TASK STATEMENT: Rewrite the lines from the first one through the line containing "[[[159,190],[158,187],[94,187],[94,190]]]", both ends included. Offset every coordinate in the answers by 148 and leave everything else unchanged.

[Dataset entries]
- - -
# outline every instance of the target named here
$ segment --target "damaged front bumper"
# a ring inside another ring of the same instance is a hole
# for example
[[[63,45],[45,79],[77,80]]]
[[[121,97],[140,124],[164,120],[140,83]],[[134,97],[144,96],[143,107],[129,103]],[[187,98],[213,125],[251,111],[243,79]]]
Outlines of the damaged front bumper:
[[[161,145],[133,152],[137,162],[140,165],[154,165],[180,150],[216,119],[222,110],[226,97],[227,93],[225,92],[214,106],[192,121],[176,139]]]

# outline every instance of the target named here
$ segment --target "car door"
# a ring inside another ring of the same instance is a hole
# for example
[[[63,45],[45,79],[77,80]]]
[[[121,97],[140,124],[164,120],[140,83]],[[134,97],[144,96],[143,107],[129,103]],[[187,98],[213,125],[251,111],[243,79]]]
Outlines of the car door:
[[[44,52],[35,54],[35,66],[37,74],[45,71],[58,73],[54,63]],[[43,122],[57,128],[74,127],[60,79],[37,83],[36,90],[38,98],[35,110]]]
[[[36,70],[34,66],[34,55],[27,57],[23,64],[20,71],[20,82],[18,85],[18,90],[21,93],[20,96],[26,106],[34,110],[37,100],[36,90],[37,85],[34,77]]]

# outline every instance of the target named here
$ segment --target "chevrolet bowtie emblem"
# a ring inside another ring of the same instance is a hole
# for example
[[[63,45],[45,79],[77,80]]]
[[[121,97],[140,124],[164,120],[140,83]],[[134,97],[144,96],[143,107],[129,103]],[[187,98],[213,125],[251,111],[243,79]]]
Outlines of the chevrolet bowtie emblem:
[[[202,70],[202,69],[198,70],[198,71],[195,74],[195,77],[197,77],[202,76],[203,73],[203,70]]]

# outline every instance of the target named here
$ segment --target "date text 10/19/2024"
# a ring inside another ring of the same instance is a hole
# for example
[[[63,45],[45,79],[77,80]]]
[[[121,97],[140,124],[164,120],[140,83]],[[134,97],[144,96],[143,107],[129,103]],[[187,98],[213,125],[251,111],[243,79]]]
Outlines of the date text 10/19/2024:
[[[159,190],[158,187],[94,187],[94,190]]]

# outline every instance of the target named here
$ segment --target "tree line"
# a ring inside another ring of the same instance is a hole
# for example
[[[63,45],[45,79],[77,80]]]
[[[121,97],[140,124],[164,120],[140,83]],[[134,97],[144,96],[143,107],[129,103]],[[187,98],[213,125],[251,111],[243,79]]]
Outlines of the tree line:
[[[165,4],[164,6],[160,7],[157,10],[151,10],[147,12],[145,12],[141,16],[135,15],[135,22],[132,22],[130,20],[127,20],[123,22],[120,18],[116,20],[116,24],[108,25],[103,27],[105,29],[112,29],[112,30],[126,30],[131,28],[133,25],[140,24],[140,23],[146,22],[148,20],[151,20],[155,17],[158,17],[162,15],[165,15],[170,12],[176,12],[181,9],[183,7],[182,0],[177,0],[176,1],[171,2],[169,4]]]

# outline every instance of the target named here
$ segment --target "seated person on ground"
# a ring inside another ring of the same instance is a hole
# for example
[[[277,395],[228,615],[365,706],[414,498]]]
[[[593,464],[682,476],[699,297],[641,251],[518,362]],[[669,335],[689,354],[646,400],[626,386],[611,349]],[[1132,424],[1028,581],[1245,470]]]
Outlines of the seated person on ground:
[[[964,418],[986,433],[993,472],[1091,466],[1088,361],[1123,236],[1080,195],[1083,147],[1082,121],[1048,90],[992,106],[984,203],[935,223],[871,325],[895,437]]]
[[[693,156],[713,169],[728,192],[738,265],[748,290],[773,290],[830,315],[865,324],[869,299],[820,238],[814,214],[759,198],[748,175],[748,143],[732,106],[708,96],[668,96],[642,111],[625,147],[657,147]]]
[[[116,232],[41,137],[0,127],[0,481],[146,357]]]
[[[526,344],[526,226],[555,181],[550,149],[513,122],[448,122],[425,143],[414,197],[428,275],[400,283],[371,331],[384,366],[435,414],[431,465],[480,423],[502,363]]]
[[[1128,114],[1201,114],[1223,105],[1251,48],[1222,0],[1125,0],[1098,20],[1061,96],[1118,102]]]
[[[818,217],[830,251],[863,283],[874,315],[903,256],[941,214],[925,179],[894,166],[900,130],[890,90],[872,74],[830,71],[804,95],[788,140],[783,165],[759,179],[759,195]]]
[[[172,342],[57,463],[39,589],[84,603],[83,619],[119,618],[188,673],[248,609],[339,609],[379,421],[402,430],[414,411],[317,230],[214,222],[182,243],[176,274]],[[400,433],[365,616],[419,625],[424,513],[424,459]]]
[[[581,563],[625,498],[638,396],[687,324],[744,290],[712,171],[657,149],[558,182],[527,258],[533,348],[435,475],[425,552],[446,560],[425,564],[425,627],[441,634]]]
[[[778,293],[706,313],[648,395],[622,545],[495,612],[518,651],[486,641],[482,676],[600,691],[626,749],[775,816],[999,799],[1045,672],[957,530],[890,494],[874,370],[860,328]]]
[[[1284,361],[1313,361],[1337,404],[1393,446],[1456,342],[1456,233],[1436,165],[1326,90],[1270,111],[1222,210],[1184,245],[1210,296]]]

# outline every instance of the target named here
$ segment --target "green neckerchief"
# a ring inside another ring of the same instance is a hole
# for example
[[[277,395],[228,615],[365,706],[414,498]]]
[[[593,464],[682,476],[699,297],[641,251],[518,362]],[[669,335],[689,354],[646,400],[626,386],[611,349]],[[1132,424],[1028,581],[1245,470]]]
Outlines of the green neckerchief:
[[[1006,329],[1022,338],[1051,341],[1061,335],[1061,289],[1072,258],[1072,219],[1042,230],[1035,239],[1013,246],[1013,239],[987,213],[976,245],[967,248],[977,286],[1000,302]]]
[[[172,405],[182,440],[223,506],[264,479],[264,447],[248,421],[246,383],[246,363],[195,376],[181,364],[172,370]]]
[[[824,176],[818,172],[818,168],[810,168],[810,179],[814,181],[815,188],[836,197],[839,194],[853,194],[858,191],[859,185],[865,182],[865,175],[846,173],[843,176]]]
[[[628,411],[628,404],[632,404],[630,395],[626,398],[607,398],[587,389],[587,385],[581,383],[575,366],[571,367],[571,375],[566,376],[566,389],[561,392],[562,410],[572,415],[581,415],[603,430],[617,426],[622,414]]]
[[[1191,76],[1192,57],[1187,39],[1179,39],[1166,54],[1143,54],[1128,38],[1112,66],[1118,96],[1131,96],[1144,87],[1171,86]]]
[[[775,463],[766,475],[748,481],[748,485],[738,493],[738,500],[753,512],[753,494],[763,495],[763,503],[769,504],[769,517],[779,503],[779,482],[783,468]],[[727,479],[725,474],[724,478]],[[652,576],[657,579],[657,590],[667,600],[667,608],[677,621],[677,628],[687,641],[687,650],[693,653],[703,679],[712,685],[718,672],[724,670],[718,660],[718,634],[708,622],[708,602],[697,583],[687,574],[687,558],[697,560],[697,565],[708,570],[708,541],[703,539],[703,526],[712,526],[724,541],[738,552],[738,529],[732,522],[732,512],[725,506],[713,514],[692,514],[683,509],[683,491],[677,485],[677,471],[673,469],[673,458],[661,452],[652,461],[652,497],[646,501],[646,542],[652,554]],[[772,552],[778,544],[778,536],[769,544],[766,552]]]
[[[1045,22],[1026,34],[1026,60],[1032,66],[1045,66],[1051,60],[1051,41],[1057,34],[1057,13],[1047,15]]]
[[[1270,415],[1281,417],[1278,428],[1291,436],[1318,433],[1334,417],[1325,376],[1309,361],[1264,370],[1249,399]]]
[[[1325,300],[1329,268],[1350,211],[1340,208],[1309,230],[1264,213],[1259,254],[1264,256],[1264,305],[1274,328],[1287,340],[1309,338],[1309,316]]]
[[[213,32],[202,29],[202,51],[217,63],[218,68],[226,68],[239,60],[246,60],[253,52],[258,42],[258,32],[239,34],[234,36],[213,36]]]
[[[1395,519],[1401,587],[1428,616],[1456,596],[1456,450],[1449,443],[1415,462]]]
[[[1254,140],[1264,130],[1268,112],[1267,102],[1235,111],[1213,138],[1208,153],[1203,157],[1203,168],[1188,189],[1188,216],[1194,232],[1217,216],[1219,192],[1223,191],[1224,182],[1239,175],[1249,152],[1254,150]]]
- - -
FINISHED EXERCISE:
# outline every instance of the target named here
$ segment --target "damaged front bumper"
# a ring inside another ring of the same instance is a hole
# for example
[[[63,45],[45,79],[77,80]]]
[[[121,97],[140,124],[164,120],[140,83]],[[134,97],[144,96],[143,107],[129,103]],[[187,98],[213,125],[251,111],[243,79]]]
Outlines of the damaged front bumper:
[[[309,293],[281,300],[285,310],[288,313],[302,313],[328,298],[364,267],[370,258],[374,245],[375,241],[373,240],[362,254],[340,269],[324,287]]]

# outline every instance of the target named here
$ segment --target "car door"
# a ring inside another ring of the same instance is a hole
# for example
[[[63,45],[45,79],[77,80]]]
[[[121,97],[140,124],[164,120],[140,83]],[[134,97],[144,96],[143,107],[129,103]],[[187,98],[213,125],[251,111],[243,79]]]
Outlines of the car door:
[[[192,200],[183,202],[183,214],[185,222],[193,219],[206,221],[202,211]],[[191,270],[205,276],[222,275],[208,227],[185,231],[184,238],[186,246],[183,258]]]
[[[184,218],[182,214],[182,203],[175,205],[171,212],[168,219],[168,230],[166,233],[166,238],[169,241],[168,244],[174,254],[182,258],[185,248],[184,238],[185,233],[182,225]]]

# outline every instance of the target named here
$ segment --target "chevrolet bowtie emblem"
# a ring inside another ring of the same instance is a hole
# for example
[[[63,45],[45,79],[77,80]]]
[[[121,97],[140,124],[164,120],[140,83]],[[134,97],[144,96],[143,107],[129,103]],[[187,98],[213,125],[251,111],[243,79]]]
Outlines of the chevrolet bowtie emblem:
[[[350,218],[350,217],[346,218],[346,219],[343,222],[343,225],[345,225],[350,224],[351,221],[351,218]]]

# outline every instance of the target named here
$ segment --target "date text 10/19/2024"
# a ring inside another ring of the same instance is a hole
# for example
[[[63,45],[45,79],[77,80]]]
[[[121,97],[140,124],[164,120],[140,83]],[[134,97],[144,96],[143,107],[129,103]],[[187,98],[213,125],[251,111],[243,79]]]
Outlines of the date text 10/19/2024:
[[[307,338],[306,335],[242,335],[242,338]]]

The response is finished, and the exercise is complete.